TAREFAS PROPOSTAS
1. Conforme o texto sobre o III Encontro Estadual dos Trabalhadores Temporários do IBGE, em que data se realizou o evento?
2. Retome o texto sobre o III Encontro Estadual dos Trabalhadores Temporários do IBGE a partir do ponto em que ele termina, dando-lhe continuidade.

TEXTO DE LEITURA

No último sábado, 19 de agosto, o Núcleo/RS da ASSIBGE-SN realizou o III Encontro Estadual dos Trabalhadores Temporários do IBGE, que contou com a participação da Dra. Marilinda Marques Fernandes debatendo a conjuntura política nacional, principalmente as reformas trabalhista e previdenciária.
Para Marilinda “a reforma da Previdência não passa de uma forma de enxugamento das contas do Estado para satisfazer o capital financeiro internacional e os investidores especulativos. Essa relação começa a piorar no segundo mandato no governo Dilma, que desonerou empresas que não investiram na empregabilidade, fator determinante para o trabalhador contribuir para Previdência Social. Nossa economia está boa para os acionistas da dívida, mas há 14 milhões de desempregados no país, número que aumentará com a recente aprovação do emprego flexível e o fim da justiça trabalhista. A reforma trabalhista entra em vigor em novembro, regulando o trabalho intermitente e a flexibilização dos horários máximos de trabalho. Essa precarização é uma forma de enxugar gastos, acabando com a gratuidade da Justiça do Trabalho para quem ganha até o teto da Previdência, só podendo entrar com ação trabalhista se tiver no pedido inicial o valor líquido solicitado e, se o trabalhador perder, terá que pagar as custas sobre aquele valor. A vara trabalhista vai se tornar uma Justiça residual de outra, como a civil. Direito perdido não se recupera mais, isso a história mostra, e o capital financeiro internacional insiste nas reformas trabalhista e da previdência como condição para investir no país”.
No IBGE alguns já trabalham contratados temporários terceirizados, como na portaria, por exemplo. Os trabalhadores temporários do IBGE, de acordo com um representante do sindicato, só têm como direito trabalhista garantido a contribuição para Previdência Social e essa relação de trabalho. De acordo com ele, “o IBGE têm trabalhando na PNAD anual com trabalhadores temporários desde os anos 90 e, como houve poucos concursos ao longo do tempo, o instituto começou a contratar temporários em pesquisas permanentes, para trabalhar no administrativo, com contabilidade e relações humanas. No início os contratos temporários eram de apenas um ano, mas hoje eles já são de três anos”.

Dados coletados:
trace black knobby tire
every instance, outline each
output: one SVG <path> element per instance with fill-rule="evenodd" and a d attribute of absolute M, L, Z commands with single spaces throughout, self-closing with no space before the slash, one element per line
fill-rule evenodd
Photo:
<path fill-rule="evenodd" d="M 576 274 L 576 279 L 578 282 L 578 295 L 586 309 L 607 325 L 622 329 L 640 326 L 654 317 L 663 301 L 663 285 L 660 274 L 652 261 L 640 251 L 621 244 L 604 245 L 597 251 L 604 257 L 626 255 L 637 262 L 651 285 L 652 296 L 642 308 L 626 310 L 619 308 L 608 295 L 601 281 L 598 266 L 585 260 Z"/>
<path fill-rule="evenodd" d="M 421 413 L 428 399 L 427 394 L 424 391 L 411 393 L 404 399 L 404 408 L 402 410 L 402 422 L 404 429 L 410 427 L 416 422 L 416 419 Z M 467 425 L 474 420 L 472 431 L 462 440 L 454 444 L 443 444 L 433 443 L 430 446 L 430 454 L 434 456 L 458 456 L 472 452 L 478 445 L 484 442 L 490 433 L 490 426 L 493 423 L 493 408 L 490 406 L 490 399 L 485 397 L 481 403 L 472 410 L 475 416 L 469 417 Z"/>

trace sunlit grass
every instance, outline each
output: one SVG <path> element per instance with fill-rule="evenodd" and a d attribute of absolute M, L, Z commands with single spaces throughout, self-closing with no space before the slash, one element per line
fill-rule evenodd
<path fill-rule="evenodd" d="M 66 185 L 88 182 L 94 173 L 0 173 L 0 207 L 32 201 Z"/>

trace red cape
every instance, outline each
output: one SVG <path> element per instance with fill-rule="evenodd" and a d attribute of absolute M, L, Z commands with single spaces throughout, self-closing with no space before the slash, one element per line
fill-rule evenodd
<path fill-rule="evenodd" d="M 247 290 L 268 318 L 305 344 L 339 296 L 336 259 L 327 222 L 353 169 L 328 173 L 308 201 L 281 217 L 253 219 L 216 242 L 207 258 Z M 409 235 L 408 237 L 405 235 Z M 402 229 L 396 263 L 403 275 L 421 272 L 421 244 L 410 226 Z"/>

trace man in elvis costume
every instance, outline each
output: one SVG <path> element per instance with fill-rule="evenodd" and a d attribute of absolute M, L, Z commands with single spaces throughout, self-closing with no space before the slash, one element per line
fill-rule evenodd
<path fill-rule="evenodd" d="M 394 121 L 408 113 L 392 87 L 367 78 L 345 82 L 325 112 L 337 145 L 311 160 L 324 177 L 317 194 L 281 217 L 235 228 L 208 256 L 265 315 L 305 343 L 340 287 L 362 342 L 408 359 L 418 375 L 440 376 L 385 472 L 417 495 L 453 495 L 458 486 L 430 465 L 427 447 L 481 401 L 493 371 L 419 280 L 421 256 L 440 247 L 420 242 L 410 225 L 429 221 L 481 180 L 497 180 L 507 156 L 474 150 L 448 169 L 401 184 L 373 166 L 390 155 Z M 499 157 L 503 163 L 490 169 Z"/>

LISTA DE RESPOSTAS
1. No sábado, 19 de agosto.

2.
A advogada comenta que o reajuste anual do salário mínimo será R$ 10 a menos que o anunciado, “mas o imposto que incide sobre o lucro do empresariado não aumenta. Portugal se atentou para a necessidade de se taxar ricos e bem governar ante a corrupção. Mas, no Brasil, não houvesse a grande desigualdade social não haveria essa violência. A periferia é marginalizada e só a igualdade combate a insegurança, não repressão, nem desmonte do Estado. Ascender na sociedade depende do lugar de nascimento e a desigualdade na educação aprofunda isso, apesar de esforços como ProUni, FIES, programas que hoje estão diminuindo”.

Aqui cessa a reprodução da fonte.